TEXT PASSAGE ▸
In Canada, workers who arrive on temporary agricultural visas make up a key and growing part of the workforce on farms, ranches and food processing plants. They travel to Canada on visas tied to work contracts with their employers, ranging in length from a few months up to two years, and generally live in company housing near or on their work sites.

Calls to overhaul temporary worker system

The pandemic highlighted poor conditions on some farms, bringing attention to advocates’ long-standing calls for an overhaul of the system that brings these workers to Canada.

Enrique worked for a company growing cannabis, which Canada has legalized, and also found the work itself physically difficult. He said he spent much of his day crouching and crawling around young plants.

“My body hurt a lot,” he said, but when he asked to change roles, “the only response I got, he says, was that ‘this is the job, and if you don’t like it, then don’t be here.’” 

COVID-19 outbreaks on farms brought risks faced by temporary workers into stark relief, said Karen Cocq with Migrant Workers Alliance for Change. Some, she said, have been “using that to pry the door open to shed more light on the systemic issues that exists with the temporary work programs that put people in these dangerous situations.”

QUESTIONS TO ANSWER ▸
**a)** According to the passage about temporary farm workers in Canada, how long can these workers' contracts last?
**b)** Resume the passage about temporary farm workers in Canada, picking up right after its last sentence.
The listing that comes next is separate material and has no tie to the passage about temporary farm workers in Canada.

DATA EXTRACT ▸
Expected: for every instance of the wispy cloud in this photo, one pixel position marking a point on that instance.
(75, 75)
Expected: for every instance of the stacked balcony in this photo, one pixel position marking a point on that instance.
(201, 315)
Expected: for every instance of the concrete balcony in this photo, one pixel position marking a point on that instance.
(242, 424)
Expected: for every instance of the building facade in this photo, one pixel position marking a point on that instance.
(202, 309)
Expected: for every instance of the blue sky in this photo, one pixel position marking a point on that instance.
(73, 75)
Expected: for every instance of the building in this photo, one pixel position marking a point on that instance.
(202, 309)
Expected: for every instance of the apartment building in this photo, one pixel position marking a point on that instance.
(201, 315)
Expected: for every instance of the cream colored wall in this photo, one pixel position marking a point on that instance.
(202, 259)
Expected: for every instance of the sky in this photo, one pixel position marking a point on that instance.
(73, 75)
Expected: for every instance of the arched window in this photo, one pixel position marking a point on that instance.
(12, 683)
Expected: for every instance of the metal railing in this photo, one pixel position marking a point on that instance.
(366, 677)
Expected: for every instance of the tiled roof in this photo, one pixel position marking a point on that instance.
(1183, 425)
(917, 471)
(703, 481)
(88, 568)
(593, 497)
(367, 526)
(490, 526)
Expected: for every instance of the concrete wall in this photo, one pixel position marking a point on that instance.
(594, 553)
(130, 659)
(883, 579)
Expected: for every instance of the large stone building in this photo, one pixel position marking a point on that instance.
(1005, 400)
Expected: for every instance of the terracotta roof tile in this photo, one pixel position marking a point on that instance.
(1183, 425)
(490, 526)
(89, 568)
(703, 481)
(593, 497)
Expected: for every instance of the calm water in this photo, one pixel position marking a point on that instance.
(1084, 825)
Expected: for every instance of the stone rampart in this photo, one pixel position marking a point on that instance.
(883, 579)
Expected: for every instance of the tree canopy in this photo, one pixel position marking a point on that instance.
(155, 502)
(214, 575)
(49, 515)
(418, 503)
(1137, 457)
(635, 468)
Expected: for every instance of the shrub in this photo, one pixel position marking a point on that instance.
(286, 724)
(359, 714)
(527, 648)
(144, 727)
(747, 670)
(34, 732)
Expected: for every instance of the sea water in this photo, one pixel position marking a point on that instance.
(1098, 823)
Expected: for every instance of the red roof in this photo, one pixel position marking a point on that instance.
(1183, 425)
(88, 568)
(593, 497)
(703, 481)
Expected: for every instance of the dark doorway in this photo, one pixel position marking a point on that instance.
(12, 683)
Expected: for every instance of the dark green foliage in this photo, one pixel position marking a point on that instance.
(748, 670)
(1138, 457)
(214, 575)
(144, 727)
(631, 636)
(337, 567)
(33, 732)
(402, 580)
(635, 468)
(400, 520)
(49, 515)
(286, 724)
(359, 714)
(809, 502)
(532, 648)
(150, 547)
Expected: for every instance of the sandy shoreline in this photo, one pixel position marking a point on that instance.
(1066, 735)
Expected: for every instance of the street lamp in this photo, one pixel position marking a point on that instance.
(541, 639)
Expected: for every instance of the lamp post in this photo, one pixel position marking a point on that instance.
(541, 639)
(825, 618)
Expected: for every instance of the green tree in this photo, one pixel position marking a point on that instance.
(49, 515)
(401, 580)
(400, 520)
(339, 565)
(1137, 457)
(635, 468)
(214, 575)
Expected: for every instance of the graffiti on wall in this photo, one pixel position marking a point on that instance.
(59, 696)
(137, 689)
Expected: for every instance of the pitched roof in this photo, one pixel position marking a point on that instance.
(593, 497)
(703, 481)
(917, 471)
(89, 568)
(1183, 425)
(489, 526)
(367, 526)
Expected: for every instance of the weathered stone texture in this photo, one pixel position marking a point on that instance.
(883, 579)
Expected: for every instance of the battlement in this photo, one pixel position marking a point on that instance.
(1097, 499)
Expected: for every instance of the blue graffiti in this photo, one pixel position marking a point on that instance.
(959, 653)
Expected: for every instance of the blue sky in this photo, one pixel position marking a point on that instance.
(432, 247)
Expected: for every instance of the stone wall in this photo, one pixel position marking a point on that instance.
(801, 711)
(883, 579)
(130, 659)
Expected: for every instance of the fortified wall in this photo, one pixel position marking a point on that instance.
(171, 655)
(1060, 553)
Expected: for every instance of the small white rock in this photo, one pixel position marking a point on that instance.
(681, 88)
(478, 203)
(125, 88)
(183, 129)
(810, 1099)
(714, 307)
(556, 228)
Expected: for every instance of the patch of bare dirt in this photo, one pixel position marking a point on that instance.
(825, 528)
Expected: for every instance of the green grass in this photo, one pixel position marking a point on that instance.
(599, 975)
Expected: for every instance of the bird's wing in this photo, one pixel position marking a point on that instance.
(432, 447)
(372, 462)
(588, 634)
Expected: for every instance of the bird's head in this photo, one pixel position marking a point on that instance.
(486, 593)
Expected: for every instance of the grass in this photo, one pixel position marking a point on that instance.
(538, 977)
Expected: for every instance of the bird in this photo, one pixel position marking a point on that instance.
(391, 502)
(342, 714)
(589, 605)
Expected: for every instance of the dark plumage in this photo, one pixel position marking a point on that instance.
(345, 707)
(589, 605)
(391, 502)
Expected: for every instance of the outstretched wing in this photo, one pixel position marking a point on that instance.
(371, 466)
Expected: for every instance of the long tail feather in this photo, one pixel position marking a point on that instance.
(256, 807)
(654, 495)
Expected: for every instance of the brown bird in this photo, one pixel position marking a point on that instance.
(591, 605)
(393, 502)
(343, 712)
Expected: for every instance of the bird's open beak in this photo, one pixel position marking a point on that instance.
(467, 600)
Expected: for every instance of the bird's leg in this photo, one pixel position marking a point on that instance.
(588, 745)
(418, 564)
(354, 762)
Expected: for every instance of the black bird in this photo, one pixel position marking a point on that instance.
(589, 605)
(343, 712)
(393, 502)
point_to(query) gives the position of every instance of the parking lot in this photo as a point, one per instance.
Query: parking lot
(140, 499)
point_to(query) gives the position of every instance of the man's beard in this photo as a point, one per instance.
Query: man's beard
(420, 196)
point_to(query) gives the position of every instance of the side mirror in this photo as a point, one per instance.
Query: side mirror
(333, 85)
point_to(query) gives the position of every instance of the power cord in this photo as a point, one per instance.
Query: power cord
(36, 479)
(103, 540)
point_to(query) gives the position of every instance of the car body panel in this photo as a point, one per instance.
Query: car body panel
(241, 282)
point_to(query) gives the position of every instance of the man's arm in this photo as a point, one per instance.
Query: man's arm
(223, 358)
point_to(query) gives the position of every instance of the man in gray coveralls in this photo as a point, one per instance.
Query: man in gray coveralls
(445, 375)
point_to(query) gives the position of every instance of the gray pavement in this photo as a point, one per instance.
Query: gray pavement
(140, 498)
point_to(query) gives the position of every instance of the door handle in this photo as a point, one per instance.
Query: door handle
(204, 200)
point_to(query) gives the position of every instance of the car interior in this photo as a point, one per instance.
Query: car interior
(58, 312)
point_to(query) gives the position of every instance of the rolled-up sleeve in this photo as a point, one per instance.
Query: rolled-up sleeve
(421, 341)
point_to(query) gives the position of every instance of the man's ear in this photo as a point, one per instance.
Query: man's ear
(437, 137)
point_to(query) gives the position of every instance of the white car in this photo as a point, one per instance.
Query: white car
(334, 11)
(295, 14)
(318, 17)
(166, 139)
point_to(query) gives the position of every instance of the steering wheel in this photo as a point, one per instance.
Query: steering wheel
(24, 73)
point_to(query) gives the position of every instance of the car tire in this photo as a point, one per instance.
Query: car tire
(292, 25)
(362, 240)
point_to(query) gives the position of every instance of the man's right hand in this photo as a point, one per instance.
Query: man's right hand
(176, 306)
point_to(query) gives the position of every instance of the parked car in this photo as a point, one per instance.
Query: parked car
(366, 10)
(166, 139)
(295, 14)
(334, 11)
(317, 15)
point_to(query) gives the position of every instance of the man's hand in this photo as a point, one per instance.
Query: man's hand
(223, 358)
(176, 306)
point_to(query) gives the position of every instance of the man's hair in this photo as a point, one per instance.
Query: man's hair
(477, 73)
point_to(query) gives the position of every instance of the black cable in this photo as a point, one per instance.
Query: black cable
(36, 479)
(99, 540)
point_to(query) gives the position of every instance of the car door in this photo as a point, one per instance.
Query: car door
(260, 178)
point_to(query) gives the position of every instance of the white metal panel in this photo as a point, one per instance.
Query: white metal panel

SOLVED PROBLEMS ▸
**a)** From a few months up to two years.

**b)**
Some in the industry question how widespread those problems are. Keith Currie, an eighth-generation farmer in Ontario and first vice president of the Canadian Federation of Agriculture, said a lot has been made of a few bad actors. 

“If you look in society, in general, you’ll find employers that are not fun to work for,” he said. “But we do have the availability for the worker to change their … working condition, who they’re working for.”

Open work permit

In 2019, the government created a pathway for workers facing abuse to apply for open work permits, which are not job-specific and are valid for one year. 

Robert Falconer, an immigration researcher at the University of Calgary, said exploitation of workers often occurs on large farms that employ a lot of workers.

“This is not the majority of farmers,” he said. “But certainly, the number of cases that we have seen is concerning.”

He said that changing jobs remains far more difficult for temporary visa holders than for others in the workforce and that raising complaints can involve greater risk.

“When the livelihood of their family, let’s say back in Jamaica or Mexico, is tied solely to one employer, there can be a power imbalance,” Falconer said.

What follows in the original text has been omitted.